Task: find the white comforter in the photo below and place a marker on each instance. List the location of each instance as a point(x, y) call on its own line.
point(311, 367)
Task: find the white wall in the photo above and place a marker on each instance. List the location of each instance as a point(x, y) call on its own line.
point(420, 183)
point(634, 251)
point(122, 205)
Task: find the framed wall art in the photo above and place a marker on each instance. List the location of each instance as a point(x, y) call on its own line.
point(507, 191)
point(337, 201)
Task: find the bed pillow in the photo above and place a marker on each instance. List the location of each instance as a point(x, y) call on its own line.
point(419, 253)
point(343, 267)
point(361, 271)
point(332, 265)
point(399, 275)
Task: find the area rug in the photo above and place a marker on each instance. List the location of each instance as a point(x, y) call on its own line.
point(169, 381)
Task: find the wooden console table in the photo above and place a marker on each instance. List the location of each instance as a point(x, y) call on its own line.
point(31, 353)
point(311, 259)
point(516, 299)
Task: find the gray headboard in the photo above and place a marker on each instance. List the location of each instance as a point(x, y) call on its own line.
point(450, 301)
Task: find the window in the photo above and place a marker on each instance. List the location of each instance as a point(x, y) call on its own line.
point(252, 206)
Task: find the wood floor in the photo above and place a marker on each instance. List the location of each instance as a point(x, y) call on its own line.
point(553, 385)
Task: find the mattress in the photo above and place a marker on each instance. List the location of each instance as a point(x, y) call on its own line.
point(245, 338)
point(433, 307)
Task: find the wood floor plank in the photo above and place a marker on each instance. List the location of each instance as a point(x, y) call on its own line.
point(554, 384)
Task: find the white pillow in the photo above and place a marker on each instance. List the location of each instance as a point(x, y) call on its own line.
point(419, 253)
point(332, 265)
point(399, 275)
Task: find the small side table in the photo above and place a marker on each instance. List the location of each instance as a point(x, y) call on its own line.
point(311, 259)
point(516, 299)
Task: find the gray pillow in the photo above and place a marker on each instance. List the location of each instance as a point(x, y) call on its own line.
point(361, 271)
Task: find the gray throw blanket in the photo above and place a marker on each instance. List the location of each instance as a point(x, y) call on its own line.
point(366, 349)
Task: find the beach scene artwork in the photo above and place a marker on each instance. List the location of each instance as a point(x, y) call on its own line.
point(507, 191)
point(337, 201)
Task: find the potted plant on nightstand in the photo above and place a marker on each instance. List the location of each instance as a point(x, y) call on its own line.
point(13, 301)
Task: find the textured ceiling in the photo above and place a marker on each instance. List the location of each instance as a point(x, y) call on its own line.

- - - -

*The task*
Repeat every record above precisely.

*Result for this task*
Task: find the white comforter in the photo below and place a marker on each instance. List the location of each instance as a point(x, y) call on its own line.
point(311, 367)
Task: find the white wall in the photo above and place a marker on each instance. List the location of each instance as a point(x, y) call on its own line.
point(420, 183)
point(634, 251)
point(122, 205)
Task: find the framed wall art in the photo above and place a marker on each instance. List the location of each instance as a point(x, y) call on its own line.
point(507, 191)
point(337, 201)
Task: find the bed pillow in the photo above and place a marker on each instance. List the location of each instance as a point(x, y) call on its own line.
point(419, 253)
point(343, 267)
point(361, 271)
point(332, 265)
point(399, 275)
Task: find the area rug in the photo above and place a marker on each instance. List the location of each instance as a point(x, y) call on its own line.
point(169, 381)
Task: find the wooden console table in the photo above and place a marker on each instance. List the location of each instance as a point(x, y) call on its own line.
point(31, 353)
point(311, 259)
point(516, 299)
Task: find the gray headboard in the photo above and place a marker on each instance. List the location of each instance as a point(x, y) call on its own line.
point(450, 301)
Task: find the window in the photo above and place a marker on each instance. List the location of each instance as a point(x, y) call on its own line.
point(252, 206)
Task: find the wood floor in the photo above and place a marker on each instance. List the location of each instance as a point(x, y) call on its own line.
point(553, 385)
Task: find the mattress in the photo above and place a marker on each instance. List the location of each instance as a point(x, y) call on its own line.
point(245, 338)
point(433, 307)
Task: find the wood floor plank in the photo above and place a marker on each instance. List the location of each instance as a point(x, y) call on its own line.
point(554, 384)
Task: find the white pillow in the photo above and place a marker on each instance. List the location of each instance as a point(x, y) call on its own line.
point(419, 253)
point(332, 265)
point(399, 275)
Task: find the small side table in the photo above and place a marker on each instance. List the location of each instance as a point(x, y) call on its own line.
point(311, 259)
point(516, 299)
Task: find the gray pillow in the photo above and place a marker on each instance. List the location of each instance as a point(x, y) call on its own line.
point(361, 271)
Task: find the gray throw blanket in the photo above and place a marker on each instance. List the location of each instance as a point(x, y) call on its own line.
point(366, 349)
Task: find the beach scene artwork in the photo above and place a marker on each instance. List the location of each instance as a point(x, y) call on its own line.
point(507, 191)
point(337, 201)
Task: find the potted plant on nightstand in the photo above and place a marker on each instance. List the location of each instance as a point(x, y) call on its own line.
point(13, 301)
Task: find the textured ceiling in the photo above and place a marker on each instance. List the location of each instance as a point(x, y) call on its own line.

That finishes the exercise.